» **WHAT IS EXPECTED**:
Please copy every one of the records below word for word, keeping each line as it appears.

Region labeling records:
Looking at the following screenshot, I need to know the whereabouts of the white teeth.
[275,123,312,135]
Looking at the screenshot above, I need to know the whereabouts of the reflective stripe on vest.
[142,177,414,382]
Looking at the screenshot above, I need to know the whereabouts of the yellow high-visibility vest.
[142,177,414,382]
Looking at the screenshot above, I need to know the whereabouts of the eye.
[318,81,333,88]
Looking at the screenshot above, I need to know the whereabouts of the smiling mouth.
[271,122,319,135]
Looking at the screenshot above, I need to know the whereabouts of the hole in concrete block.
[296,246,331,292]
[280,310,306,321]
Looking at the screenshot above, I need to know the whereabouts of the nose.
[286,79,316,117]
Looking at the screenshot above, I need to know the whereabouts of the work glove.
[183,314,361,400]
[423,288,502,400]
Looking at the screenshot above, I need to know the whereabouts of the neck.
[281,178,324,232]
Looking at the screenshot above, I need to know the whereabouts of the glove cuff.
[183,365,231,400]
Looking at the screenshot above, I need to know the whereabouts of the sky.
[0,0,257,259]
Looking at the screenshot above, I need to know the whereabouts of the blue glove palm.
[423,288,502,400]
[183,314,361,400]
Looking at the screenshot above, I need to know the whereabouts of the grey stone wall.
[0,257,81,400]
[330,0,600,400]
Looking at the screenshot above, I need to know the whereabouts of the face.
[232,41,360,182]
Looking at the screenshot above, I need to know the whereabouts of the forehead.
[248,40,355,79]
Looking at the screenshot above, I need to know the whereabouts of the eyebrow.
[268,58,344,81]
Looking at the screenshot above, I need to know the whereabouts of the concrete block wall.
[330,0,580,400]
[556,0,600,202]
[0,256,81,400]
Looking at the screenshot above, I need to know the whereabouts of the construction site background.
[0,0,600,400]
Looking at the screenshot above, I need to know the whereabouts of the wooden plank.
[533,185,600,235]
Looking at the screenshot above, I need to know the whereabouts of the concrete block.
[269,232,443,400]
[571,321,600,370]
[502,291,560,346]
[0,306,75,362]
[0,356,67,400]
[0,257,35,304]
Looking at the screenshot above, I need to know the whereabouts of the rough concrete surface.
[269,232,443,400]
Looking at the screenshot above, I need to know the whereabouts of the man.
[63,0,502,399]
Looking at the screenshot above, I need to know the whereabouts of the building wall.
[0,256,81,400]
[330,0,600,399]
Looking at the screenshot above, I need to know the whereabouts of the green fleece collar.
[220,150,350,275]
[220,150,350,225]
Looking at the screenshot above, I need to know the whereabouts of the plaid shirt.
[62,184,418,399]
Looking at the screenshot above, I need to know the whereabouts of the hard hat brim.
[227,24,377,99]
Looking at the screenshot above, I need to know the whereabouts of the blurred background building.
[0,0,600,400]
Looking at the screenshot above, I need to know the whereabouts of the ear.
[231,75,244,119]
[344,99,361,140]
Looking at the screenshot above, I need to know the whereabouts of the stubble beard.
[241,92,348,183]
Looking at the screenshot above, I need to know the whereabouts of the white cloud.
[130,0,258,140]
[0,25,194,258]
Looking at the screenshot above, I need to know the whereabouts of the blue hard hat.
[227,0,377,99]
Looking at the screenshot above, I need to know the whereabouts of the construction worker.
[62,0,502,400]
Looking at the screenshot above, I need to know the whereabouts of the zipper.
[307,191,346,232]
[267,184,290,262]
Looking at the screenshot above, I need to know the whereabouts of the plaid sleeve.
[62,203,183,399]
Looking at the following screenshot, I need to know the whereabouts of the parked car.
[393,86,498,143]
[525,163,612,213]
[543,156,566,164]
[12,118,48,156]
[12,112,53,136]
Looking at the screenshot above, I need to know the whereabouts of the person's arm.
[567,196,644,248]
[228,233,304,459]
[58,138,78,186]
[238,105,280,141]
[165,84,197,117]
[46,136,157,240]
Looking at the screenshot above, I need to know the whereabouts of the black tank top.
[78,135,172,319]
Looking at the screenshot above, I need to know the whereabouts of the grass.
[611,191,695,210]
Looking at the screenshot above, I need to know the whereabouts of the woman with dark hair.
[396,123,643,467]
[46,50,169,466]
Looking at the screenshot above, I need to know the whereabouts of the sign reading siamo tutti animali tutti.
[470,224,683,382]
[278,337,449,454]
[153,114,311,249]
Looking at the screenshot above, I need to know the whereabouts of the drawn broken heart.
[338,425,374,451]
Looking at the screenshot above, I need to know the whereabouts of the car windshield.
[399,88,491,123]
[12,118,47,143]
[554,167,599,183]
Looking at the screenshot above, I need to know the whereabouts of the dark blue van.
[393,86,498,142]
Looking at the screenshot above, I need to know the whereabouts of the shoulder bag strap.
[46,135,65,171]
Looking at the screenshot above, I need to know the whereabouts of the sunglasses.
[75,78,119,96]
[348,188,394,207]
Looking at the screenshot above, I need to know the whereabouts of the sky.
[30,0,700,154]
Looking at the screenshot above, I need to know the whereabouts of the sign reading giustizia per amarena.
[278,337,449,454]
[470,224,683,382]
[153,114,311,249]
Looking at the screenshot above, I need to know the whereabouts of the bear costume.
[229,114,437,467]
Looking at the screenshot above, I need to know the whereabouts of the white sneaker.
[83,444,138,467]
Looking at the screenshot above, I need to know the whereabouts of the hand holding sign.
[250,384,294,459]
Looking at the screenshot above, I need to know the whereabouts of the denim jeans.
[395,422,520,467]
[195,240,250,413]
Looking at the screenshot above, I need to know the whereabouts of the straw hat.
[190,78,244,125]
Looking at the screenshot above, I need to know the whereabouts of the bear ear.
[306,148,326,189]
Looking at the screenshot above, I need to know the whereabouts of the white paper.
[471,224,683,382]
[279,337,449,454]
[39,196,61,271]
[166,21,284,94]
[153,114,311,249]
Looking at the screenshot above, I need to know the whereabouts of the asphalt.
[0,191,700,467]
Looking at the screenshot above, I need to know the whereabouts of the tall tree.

» **SOLUTION FOR THIS TASK**:
Looking at the following screenshot, I need to know the whereabouts of the white teeth.
[275,123,312,135]
Looking at the screenshot above, I need to know the whereabouts of the reflective stripe on vest.
[142,177,414,382]
Looking at the screenshot above, I need to know the whereabouts of the yellow high-visibility vest.
[142,177,414,382]
Looking at the screenshot above, I need to know the whereabouts of the eye.
[318,81,333,88]
Looking at the screenshot above, I need to know the whereabouts of the smiling mouth.
[271,122,319,135]
Looking at the screenshot above, I need to know the whereabouts of the hole in concrete block.
[296,246,331,292]
[280,310,306,321]
Looking at the screenshot above, I need to know the whereabouts of the nose.
[286,79,316,117]
Looking at the screenshot above, I need to know the whereabouts of the work glove.
[183,314,361,400]
[423,288,502,400]
Looking at the screenshot above, I need to know the whereabouts of the neck.
[281,178,324,232]
Looking at the screenshot above, I need to know the whereabouts of the glove cuff.
[183,365,231,400]
Looking at the screenshot above, I need to know the whereabouts of the sky.
[0,0,257,259]
Looking at the screenshot above, I need to know the whereabouts of the blue glove palm.
[423,288,502,400]
[183,314,361,400]
Looking at the screenshot above, I need to know the whereabouts of the grey stone wall.
[0,257,81,400]
[330,0,600,400]
Looking at the screenshot above, I need to know the whereabouts of the face.
[232,41,360,182]
Looking at the screenshot above, I need to know the whereabouts of the forehead.
[248,40,355,79]
Looking at the screenshot above, I need to know the whereabouts of the eyebrow.
[268,58,344,81]
Looking at the screenshot above, I need to know the whereabouts of the concrete block wall.
[330,0,580,400]
[556,0,600,202]
[0,256,81,400]
Looking at the screenshot above, I need to know the whereabouts of the construction site background.
[0,0,600,400]
Looking at the screenshot above, I need to know the whereabouts of the wooden plank.
[533,185,600,235]
Looking at the screenshot above, I need to know the whereabouts of the concrete block.
[269,232,443,400]
[571,321,600,370]
[502,291,560,346]
[0,306,75,362]
[0,356,67,400]
[0,257,35,304]
Looking at the screenshot above, I need to know the whereabouts of the rough concrete surface.
[269,232,443,400]
Looking at the screenshot above, I need to know the whereabouts of the man.
[63,0,502,399]
Looking at the screenshot above, I need to know the whereabouts of the building wall.
[0,256,81,400]
[330,0,600,399]
Looking at the screenshot above, I need to know the whereabouts of the green fleece collar.
[220,150,350,275]
[220,150,350,225]
Looking at the screenshot above, I need to know the whereabouts of the plaid shirt.
[62,184,418,399]
Looking at the screenshot above, I need to know the whereabouts of the hard hat brim.
[227,24,377,99]
Looking at the screenshot above, I need to know the whereabouts of the blurred background building.
[0,0,600,400]
Looking at the screenshot above, I need to know the whereabouts of the ear.
[231,75,244,119]
[344,99,361,140]
Looking at the screenshot above, I need to know the whereabouts of the stubble beard.
[241,92,348,183]
Looking at the screenshot above, I need to know the whereabouts of the white cloud.
[130,0,258,140]
[0,25,194,258]
Looking at the screenshot above, I need to know the whereabouts of the blue hard hat.
[227,0,377,99]
Looking at the screenshot above, I need to know the whereabouts of the construction worker.
[62,0,502,400]
Looking at the screenshot above, I need to know the whereabouts of the zipper.
[307,191,346,232]
[267,184,290,262]
Looking at the screenshot above, I need to know the whereabouts of the plaid sleeve.
[62,203,183,399]
Looking at the following screenshot, I need to know the whereabouts of the parked car.
[393,86,498,143]
[525,163,612,213]
[543,156,566,164]
[12,118,48,156]
[12,112,53,136]
Looking at the screenshot above, I need to know the whereabouts of the person's arm.
[567,196,644,248]
[228,233,304,459]
[58,138,78,186]
[238,105,280,141]
[165,84,197,117]
[46,136,157,240]
Looking at the screenshot above, I need to know the whereabouts of the black tank top.
[78,135,172,319]
Looking at the screenshot above, I need to know the whereabouts of the grass.
[611,191,695,210]
Looking at the screenshot above, I need to know the whereabouts of the woman with dark hair.
[396,123,643,467]
[46,50,169,466]
Looking at the screenshot above, I need to know the whereabouts of the sign reading siamo tutti animali tutti.
[470,224,683,382]
[278,337,449,454]
[153,114,311,249]
Looking at the screenshot above, I need to know the whereabouts of the drawn broken heart.
[338,425,374,451]
Looking at the screenshot above, I need to know the whereabouts of the car windshield.
[399,88,491,123]
[12,118,47,143]
[554,167,599,183]
Looking at the screenshot above, I need to know the whereabouts of the dark blue van.
[393,86,498,142]
Looking at the screenshot above, I need to know the whereabouts of the shoulder bag strap.
[46,135,65,171]
Looking at the screenshot above, I need to know the whereabouts of the sunglasses.
[75,78,119,96]
[348,188,394,207]
Looking at the screenshot above, I need to know the whereabouts of the sky.
[30,0,700,154]
Looking at the screenshot above, I need to know the whereabouts of the sign reading giustizia per amarena.
[278,337,449,454]
[470,224,683,382]
[153,114,311,249]
Looking at the screenshot above, I need to know the whereabouts of the bear costume.
[229,114,437,467]
Looking at the screenshot above, I need to know the whereabouts of the white sneaker.
[83,444,138,467]
Looking at the screenshot above, I need to know the whereabouts of the hand holding sign.
[250,384,294,459]
Looking at the screenshot above, I need to know the whereabouts of the denim jeans.
[395,422,520,467]
[195,240,250,413]
Looking at the screenshot above, I need to know the whereabouts of the straw hat.
[190,78,244,125]
Looking at the screenshot above, I need to know the whereabouts of the bear ear.
[306,148,326,189]
Looking at the screenshot above, I need to know the whereabouts of the white paper.
[471,224,683,382]
[279,337,449,454]
[39,196,61,271]
[166,21,284,94]
[153,114,311,249]
Looking at the screenshot above, I need to know the whereabouts of the asphalt.
[0,191,700,467]
Looking at the screenshot above, I need to know the whereabouts of the tall tree.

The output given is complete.